- [WORK ITEM A] In the Ruddick Corporation agreement, in which state is Ruddick Corporation incorporated?
- [WORK ITEM B] Please turn the paragraph in the Ruddick Corporation agreement that begins "WHEREAS, the Corporation has adopted" into a short list that keeps its main facts.
- [WORK ITEM C] Write out a passage from the Ruddick Corporation agreement word for word. Begin at the words "THIS RESTRICTED STOCK" and stop after "of Restricted Stock.".

- [EXERCISE PASSAGE]
/---

RUDDICK CORPORATION RESTRICTED STOCK AWARD AGREEMENT

Contract Categories: Business Finance - Stock Agreements
EX-10.4 5 rdkrestricted1.htm Form ISO Award Agreement

RUDDICK CORPORATION
RESTRICTED STOCK AWARD AGREEMENT

            THIS RESTRICTED STOCK AWARD AGREEMENT (this "Award Agreement"), made and entered into as of the ____ day of _____________, 200__ (the "Award Date") by and between Ruddick Corporation, a North Carolina corporation (the "Corporation") and the Restricted Stock award recipient (the "Participant") set forth on the attached Notice of Award of Restricted Stock.

            WHEREAS, the Corporation has adopted the Ruddick Corporation 1997 Comprehensive Stock Option and Award Plan, the Ruddick Corporation 2000 Comprehensive Stock Option and Award Plan and the Ruddick Corporation 2002 Comprehensive Stock Option and Award Plan (collectively, the "Stock Plans" and individually, a "Stock Plan"); and

            WHEREAS, the Participant is employed by the Corporation or one of its Subsidiaries and therefore is eligible to receive an award of Restricted Stock under the Stock Plans; and

            NOW, THEREFORE, the Corporation and the Participant agree as follows:

             1.         Subject to the terms and conditions set forth herein, in the attached Notice of Grant of Restricted Stock (the "Notice") and in the Stock Plan identified in the Notice (the "Plan"), the Corporation awards to the Participant that number of shares of the Corporation's common stock (the "Restricted Stock") set forth in the Participant's Notice subject to the restriction period commencing on the Award Date and ending on the date specified in the Notice (the "Restricted Period").

\---

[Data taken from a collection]
/---

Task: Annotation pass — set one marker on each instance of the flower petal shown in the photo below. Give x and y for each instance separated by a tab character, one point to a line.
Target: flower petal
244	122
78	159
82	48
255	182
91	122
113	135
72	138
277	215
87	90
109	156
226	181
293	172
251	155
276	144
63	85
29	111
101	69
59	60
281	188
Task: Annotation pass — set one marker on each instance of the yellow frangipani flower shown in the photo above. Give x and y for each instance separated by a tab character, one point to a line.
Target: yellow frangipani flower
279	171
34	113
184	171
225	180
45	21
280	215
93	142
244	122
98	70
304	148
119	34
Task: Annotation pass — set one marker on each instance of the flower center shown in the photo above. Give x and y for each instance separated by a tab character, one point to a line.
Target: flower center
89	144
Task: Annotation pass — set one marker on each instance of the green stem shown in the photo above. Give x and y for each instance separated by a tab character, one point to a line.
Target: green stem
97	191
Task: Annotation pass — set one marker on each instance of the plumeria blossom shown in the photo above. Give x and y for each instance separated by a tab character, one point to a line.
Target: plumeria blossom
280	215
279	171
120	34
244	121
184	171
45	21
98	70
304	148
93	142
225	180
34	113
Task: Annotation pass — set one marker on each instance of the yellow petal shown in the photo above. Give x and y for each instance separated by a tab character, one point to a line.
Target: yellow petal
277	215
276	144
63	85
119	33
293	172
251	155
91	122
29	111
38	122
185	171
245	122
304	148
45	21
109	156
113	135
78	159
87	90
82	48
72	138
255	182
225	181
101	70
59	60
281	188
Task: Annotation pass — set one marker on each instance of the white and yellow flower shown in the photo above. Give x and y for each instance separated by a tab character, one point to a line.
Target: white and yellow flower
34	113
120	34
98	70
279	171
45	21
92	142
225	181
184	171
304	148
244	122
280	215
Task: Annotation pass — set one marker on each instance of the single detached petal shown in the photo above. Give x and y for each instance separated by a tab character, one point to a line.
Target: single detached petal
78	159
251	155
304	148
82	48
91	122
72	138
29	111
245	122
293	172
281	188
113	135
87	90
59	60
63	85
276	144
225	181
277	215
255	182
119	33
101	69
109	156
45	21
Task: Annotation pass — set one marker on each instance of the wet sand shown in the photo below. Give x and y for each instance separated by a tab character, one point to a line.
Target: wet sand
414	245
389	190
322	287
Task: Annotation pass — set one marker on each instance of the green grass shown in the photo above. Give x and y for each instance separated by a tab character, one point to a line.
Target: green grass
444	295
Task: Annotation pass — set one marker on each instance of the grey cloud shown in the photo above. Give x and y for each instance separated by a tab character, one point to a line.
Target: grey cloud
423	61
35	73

\---

- [EXERCISE RESPONSE A] North Carolina.

- [EXERCISE RESPONSE B]
The Corporation has adopted three plans, referred to collectively as the "Stock Plans" and individually as a "Stock Plan":
- Ruddick Corporation 1997 Comprehensive Stock Option and Award Plan
- Ruddick Corporation 2000 Comprehensive Stock Option and Award Plan
- Ruddick Corporation 2002 Comprehensive Stock Option and Award Plan

- [EXERCISE RESPONSE C]
THIS RESTRICTED STOCK AWARD AGREEMENT (this "Award Agreement"), made and entered into as of the ____ day of _____________, 200__ (the "Award Date") by and between Ruddick Corporation, a North Carolina corporation (the "Corporation") and the Restricted Stock award recipient (the "Participant") set forth on the attached Notice of Award of Restricted Stock.